GIVEN PROBLEM A – In the Adler32 post, how many bytes does the original Adler32 optimization process between MOD operations?
GIVEN PROBLEM B – From the Adler32 post, reproduce word for word the passage from "And with some" to "for (; p<n; p+=8)".
GIVEN PROBLEM C – What are the names of all the parameters of the Update function in the Adler32 post?

EXTRACT PROVIDED –

A small delirium idea of the first morning of 2015. Original Adler32 optimization idea is to perform MOD of Adler and Sum2 each 5552 bytes (modulo delay count), to avoid 32-bit arithmetic overflow.
But since we are heavily on 64-bit now, why tiny 5552 byte blocks? We easily can do MOD once per a few megabytes! And still keep Adler variable as a 32-bit integer.
And hence the code:
const int BUF_SIZE=1<<21; // 2 MB
UINT32 Adler=1;
UINT64 Sum2=0;
int n;
while ((n=fread(buf, 1, BUF_SIZE, f))>0)
{
for (int p=0; p<n; ++p)
{
Adler+=buf[p];
Sum2+=Adler;
}
Adler%=65521;
Sum2%=65521;
}
return (Sum2<<16)|Adler;
And we are confidently safe from a 64-bit integer overflow here...
And with some loop-unrolling, this code is notable faster than super-fast Slice-by-8 CRCs. An upcoming CHK v1.80 will feature this accelerated Adler32 for sure!
The code (just keep an eye on n variable - it must not exceed 16 MB, in this case max l is (255<<24), 64-bit h withstand even further):
void Update(UINT32& Adler, UINT8* s, int n)
{
UINT32 l=UINT16(Adler);
UINT64 h=Adler>>16;
int p=0;
for (; p<(n&7); ++p)
h+=(l+=s[p]);
for (; p<n; p+=8)
{
h+=(l+=s[p]);
h+=(l+=s[p+1]);
h+=(l+=s[p+2]);
h+=(l+=s[p+3]);
h+=(l+=s[p+4]);
h+=(l+=s[p+5]);
h+=(l+=s[p+6]);
h+=(l+=s[p+7]);
}
Adler=(UINT32(h%65521)<<16)|(l%65521);
}

EXTRACTED ENTRIES –
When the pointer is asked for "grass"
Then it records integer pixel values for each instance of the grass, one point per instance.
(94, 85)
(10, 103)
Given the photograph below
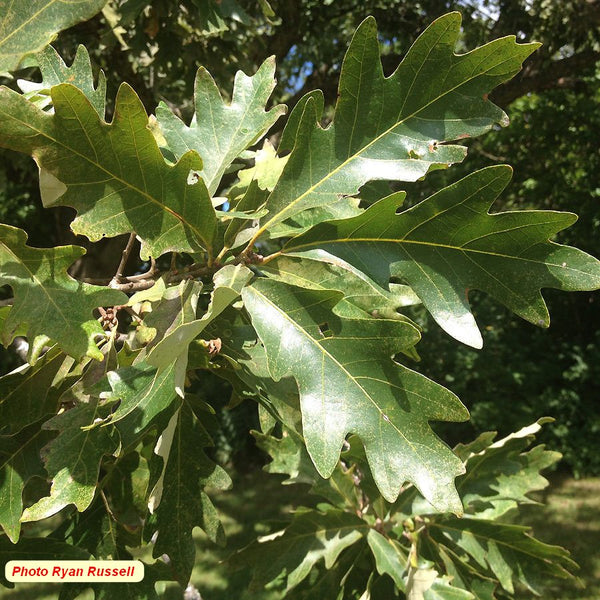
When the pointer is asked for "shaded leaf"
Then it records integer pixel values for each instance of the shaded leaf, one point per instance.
(389, 556)
(348, 383)
(183, 504)
(27, 27)
(36, 548)
(507, 551)
(449, 243)
(292, 553)
(220, 132)
(48, 301)
(215, 16)
(228, 283)
(113, 174)
(72, 460)
(19, 462)
(55, 71)
(394, 128)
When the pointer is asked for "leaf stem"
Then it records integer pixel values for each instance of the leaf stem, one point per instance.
(124, 258)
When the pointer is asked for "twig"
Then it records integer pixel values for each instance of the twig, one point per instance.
(124, 258)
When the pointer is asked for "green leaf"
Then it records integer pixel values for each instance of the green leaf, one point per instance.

RIGHT ANSWER A – 5552 bytes

RIGHT ANSWER B –
And with some loop-unrolling, this code is notable faster than super-fast Slice-by-8 CRCs. An upcoming CHK v1.80 will feature this accelerated Adler32 for sure!
The code (just keep an eye on n variable - it must not exceed 16 MB, in this case max l is (255<<24), 64-bit h withstand even further):
void Update(UINT32& Adler, UINT8* s, int n)
{
UINT32 l=UINT16(Adler);
UINT64 h=Adler>>16;
int p=0;
for (; p<(n&7); ++p)
h+=(l+=s[p]);
for (; p<n; p+=8)

RIGHT ANSWER C – Adler, s, n